Excerpt provided:
General information
- Name: Hungarian National Ballet
- Local name: Magyar Nemzeti Balett
- Year founded: 1884
- Principal venue: Hungarian State Opera House
- Website: www.opera.hu/en/company/ballet

Artistic staff
- Artistic director: Tamás Solymosi

Other
- Formation: Principals First soloists Soloists Grand sujets Semi-soloists Corps de Ballet

= Hungarian National Ballet =

Ballet company

The Hungarian National Ballet (Magyar Nemzeti Balett, /hu/) is a classical ballet dance company based in Budapest, Hungary. The ballet company is attached to the Hungarian State Opera House, which is also home to the Hungarian State Opera company and the Hungarian State Opera Orchestra. The ballet company was established in 1884.

==History==
Ballet performances began in Hungary during the 18th century, when they were held in private theatres at aristocratic castles. Professional companies were established that performed throughout Hungary and also toured abroad. The Budapest National Theatre increasingly serving a role as a home for the dancers. The first ballet master of the National Theatre and Royal Opera was the Italian-Viennese Frederico Campilli (German: Friedrich Campilli, Hungarian: Campilli Frigyes), who worked in Budapest for 40 years.

In 1884, the Hungarian Royal Opera House was opened (now known as the Hungarian State Opera House). The Hungarian National Ballet was part of the new theatre community. From the beginning, the Hungarian National Ballet had a reputation as one of the leading companies in Europe, although in the 19th century, the company had a very different structure:

The corps de ballet included 60 artists: 30 female dancers along with 30 regularly performing students. The company was led by two Italian and four Hungarian soloists. The opening Opera House had only female artists except for one single male dancer coming from Milan.

Entries from a pointing dataset:

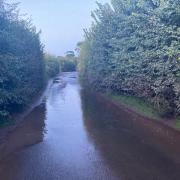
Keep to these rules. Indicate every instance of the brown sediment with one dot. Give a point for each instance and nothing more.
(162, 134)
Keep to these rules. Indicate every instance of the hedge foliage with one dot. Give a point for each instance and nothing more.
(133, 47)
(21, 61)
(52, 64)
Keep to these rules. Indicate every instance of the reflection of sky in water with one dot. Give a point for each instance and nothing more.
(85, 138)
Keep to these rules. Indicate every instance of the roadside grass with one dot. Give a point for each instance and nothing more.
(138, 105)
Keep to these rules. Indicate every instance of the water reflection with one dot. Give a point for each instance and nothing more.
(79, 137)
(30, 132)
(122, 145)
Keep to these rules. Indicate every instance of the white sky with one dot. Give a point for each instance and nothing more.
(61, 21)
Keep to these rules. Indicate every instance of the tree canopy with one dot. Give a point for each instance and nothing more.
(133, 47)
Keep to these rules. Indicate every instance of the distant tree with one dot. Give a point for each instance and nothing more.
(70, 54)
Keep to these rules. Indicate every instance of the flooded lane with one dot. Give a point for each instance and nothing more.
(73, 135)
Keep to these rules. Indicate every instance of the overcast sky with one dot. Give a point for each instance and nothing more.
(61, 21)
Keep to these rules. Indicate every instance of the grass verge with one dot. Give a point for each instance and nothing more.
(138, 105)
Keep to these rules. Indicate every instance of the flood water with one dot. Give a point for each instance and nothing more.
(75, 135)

Given problem 1: Can you output the part of the Hungarian National Ballet text that starts at "The corps de" and ends at "coming from Milan.", copied word for word?
Given problem 2:
Using the Hungarian National Ballet text, what are the answers to these?
(a) In what year was the ballet company established?
(b) For how many years did Frederico Campilli work in Budapest?
(c) How many artists did the corps de ballet include?

Expected answer 1:
The corps de ballet included 60 artists: 30 female dancers along with 30 regularly performing students. The company was led by two Italian and four Hungarian soloists. The opening Opera House had only female artists except for one single male dancer coming from Milan.

Expected answer 2:
(a) 1884
(b) 40 years
(c) 60 artists